Paget joins New Zealand equestrian elite

KIWI VICTORY: Kiwi Jock Paget has become just the second rider to win the illustrious Badminton Horse Trials on debut.
KIWI VICTORY: Kiwi Jock Paget has become just the second rider to win the illustrious Badminton Horse Trials on debut.

The heir apparent in New Zealand equestrian has been confirmed.

World No 1 Andrew Nicholson may be at the top of his game and Sir Mark Todd is still going strong, but Jock Paget is the shining light that will lead New Zealand three-day eventing when the 50-something-year-olds hang up their saddles.

That has been suspected for the past 12 months but was emphatically confirmed when the 29-year-old former bricklayer from Northland won the four-star Badminton Horse Trials, the biggest three-day event in the world.

What's more, it was his debut at Badminton Park in Gloucestershire, becoming just the second rider - four-time champion Todd was the first, in 1980 - to win at first attempt in the 65-year history of the event.

''I used to watch videos of Badminton, thinking it would be cool to be there one day - and now I am,'' Paget declared moments after posing for photos with Camilla, the Duchess of Cornwall, having been presented with the trophy and the $117,000 winner's cheque.

''[Clifton Promise] is quite tricky - it's like riding two different horses. But I've asked him a lot of questions over the past week and he's answered every one."

Paget turned on the performance of his short but impressive career to finish on his dressage score of 39.7 points, 0.3 clear of Germany's Michael Jung and 0.5 ahead of one of his idols, Nicholson, whose grand slam hopes were dashed despite a spirited attempt.

Second heading into the final phase, Paget heaped the pressure on Jung with a clear showjumping round inside the allotted time, meaning he could not afford to drop a rail.

Few would have wagered against Jung and his champion horse Sam, the first combination to hold the world, Olympic and European titles at the same time, but there was high drama as the German clipped a rail at the final fence and looked back in agony to see it fall.

Paget, Promise's owner Frances Stead, the New Zealand riders and supporters quickly kick-started celebrations, and Nicholson was one of the first two congratulate him.

The 51-year-old said his New Zealand teammate was a ''truly deserving winner''.

''We love having Jock as a teammate, he's a very good rider, very competitive, and he makes you raise your own game,'' Nicholson said.

''He's going to be leading New Zealand equestrian long-term and this will be a huge confidence boost for him. 

''A lot more doors will open for him and more [horse] owners will be interested in him. This is the biggest event of them all to win.''

Northland-born, England-based Paget was a relatively late starter in equestrian, at 18, but his obvious talent has been apparent during the past 12 months.

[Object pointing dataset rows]
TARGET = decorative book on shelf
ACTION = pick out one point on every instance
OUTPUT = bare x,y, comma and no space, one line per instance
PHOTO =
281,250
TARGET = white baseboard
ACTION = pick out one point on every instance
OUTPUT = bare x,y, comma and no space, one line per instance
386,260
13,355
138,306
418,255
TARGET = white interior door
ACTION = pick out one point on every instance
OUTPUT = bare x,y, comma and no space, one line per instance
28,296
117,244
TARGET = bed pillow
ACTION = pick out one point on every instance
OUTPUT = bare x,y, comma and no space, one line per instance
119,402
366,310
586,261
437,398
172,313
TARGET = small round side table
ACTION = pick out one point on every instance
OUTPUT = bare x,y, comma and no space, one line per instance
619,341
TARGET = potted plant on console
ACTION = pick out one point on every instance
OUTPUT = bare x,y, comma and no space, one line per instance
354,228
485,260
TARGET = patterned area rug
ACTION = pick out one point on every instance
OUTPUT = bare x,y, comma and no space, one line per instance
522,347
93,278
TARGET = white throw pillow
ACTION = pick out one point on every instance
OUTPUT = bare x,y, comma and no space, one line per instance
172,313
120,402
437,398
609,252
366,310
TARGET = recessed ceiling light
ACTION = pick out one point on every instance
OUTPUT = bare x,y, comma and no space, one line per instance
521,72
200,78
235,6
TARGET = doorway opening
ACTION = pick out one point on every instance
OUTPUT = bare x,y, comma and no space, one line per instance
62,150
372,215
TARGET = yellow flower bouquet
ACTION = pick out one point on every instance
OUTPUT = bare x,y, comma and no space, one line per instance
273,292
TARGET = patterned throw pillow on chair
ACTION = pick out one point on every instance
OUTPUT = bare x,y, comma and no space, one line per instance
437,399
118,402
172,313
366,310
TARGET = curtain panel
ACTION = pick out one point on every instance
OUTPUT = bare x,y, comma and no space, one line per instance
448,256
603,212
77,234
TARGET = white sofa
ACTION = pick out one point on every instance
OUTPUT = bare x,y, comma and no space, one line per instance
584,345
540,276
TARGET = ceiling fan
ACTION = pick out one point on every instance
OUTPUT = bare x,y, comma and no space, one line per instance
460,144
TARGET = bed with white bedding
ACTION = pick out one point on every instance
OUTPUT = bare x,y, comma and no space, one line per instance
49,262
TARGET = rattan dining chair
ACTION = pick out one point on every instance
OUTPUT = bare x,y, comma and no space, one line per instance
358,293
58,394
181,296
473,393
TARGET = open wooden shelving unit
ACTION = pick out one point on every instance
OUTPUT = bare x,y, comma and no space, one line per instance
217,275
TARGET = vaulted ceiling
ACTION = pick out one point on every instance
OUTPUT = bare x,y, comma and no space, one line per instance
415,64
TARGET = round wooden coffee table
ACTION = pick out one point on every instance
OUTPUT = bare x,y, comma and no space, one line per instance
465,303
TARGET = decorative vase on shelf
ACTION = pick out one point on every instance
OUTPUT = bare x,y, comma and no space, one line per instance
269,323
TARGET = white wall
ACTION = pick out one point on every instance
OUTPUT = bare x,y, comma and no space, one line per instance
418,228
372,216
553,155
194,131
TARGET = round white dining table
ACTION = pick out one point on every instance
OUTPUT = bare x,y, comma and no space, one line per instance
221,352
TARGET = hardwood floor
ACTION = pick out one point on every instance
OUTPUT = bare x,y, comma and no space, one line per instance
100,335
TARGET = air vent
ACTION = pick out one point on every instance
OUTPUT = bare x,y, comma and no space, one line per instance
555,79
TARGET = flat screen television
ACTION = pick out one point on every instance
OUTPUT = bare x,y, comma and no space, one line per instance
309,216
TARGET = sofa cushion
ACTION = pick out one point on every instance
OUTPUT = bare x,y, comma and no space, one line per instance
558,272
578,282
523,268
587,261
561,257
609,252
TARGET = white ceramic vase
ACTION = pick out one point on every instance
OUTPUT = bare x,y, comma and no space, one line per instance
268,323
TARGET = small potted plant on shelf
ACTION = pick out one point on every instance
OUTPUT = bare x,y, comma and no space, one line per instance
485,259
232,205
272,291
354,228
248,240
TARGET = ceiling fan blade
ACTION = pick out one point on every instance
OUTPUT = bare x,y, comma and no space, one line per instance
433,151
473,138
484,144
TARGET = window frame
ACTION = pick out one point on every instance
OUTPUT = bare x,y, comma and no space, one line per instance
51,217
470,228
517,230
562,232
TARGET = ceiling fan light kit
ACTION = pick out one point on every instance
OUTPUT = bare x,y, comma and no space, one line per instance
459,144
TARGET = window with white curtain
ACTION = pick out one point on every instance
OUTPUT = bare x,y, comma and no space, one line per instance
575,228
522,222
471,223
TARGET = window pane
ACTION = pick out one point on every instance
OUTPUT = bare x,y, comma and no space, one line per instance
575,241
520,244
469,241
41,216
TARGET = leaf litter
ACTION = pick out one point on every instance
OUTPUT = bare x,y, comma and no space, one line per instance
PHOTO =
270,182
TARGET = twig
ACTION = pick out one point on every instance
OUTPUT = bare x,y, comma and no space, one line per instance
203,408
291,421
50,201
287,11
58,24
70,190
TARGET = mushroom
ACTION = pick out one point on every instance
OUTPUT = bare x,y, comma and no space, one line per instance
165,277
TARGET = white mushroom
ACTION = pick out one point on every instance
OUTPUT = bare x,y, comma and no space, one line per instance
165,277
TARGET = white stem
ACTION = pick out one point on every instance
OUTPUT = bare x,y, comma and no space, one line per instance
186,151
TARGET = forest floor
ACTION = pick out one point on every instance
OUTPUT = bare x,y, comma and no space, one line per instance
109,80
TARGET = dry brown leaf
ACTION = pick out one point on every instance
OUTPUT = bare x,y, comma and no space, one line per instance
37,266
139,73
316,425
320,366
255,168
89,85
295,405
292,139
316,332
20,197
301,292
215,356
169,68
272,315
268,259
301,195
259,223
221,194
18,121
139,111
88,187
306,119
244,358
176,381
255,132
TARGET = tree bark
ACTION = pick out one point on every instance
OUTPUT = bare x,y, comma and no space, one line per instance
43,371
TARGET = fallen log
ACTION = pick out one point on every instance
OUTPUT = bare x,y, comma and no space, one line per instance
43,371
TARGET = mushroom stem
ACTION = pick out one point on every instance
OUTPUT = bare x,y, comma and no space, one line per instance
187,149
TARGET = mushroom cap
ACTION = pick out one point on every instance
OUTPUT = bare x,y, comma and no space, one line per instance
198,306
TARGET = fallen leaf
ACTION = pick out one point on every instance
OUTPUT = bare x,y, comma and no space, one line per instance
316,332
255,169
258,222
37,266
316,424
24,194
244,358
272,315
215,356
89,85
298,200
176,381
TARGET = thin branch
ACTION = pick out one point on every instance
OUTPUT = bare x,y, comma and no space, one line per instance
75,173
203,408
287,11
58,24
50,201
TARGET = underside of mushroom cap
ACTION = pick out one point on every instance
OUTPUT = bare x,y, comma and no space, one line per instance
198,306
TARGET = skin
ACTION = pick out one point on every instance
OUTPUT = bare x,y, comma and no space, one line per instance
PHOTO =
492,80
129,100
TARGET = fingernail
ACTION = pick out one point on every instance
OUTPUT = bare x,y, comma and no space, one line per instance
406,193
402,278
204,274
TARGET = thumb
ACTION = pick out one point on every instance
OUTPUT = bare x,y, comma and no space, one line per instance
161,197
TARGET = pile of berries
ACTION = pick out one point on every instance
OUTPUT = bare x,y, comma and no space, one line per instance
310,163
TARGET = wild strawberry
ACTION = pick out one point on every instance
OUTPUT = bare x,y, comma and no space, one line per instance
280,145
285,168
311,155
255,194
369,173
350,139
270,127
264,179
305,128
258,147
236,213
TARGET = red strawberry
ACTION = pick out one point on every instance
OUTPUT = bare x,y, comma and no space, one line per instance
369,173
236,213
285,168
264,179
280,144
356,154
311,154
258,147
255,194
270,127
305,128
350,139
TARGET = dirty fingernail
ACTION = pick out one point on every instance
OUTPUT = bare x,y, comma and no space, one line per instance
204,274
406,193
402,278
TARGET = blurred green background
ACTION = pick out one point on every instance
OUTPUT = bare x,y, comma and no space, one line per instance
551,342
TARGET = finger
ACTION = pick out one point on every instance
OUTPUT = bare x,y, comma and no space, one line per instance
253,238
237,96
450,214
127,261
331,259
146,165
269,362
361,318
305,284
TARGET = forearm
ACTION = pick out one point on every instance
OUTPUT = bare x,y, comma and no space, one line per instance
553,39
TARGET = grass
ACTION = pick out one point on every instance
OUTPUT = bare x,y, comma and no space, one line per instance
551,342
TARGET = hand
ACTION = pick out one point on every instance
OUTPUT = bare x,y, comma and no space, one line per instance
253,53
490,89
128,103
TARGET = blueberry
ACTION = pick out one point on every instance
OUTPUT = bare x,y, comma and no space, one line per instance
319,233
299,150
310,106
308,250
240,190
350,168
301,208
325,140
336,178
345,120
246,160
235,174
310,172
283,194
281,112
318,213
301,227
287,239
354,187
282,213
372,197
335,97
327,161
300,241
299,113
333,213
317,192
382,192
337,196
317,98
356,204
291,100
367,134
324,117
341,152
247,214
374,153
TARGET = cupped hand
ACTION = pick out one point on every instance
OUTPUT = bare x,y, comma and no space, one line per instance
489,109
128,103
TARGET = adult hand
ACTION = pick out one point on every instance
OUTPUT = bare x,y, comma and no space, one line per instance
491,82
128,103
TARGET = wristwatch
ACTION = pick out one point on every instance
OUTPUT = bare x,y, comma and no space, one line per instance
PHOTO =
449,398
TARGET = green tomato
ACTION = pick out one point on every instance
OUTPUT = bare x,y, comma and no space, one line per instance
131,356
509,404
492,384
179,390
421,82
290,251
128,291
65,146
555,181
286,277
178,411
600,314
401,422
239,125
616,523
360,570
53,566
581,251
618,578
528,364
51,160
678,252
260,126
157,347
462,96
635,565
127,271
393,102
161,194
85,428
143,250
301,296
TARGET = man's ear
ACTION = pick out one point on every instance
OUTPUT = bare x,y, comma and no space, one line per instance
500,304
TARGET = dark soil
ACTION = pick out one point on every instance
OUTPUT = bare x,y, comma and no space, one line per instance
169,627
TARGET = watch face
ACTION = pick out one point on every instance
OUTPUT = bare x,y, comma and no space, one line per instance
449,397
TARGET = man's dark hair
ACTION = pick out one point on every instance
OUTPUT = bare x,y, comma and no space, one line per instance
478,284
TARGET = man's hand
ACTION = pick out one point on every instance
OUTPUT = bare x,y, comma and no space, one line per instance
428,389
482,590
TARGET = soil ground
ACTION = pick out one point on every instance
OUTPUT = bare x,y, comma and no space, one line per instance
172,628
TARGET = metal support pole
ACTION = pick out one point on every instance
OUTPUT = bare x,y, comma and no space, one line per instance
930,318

**To-do list**
[a] Answer these questions from the article on Jock Paget's Badminton win:
(i) At what age did Paget start in equestrian?
(ii) On what dressage score did Paget finish?
(iii) Who was the first rider to win Badminton at first attempt, and in what year?
[b] Repeat the passage of the article on Jock Paget's Badminton win starting at "Second heading into" and ending at "drop a rail.".

**Solutions below**
[a]
(i) 18
(ii) 39.7 points
(iii) Sir Mark Todd, in 1980

[b]
Second heading into the final phase, Paget heaped the pressure on Jung with a clear showjumping round inside the allotted time, meaning he could not afford to drop a rail.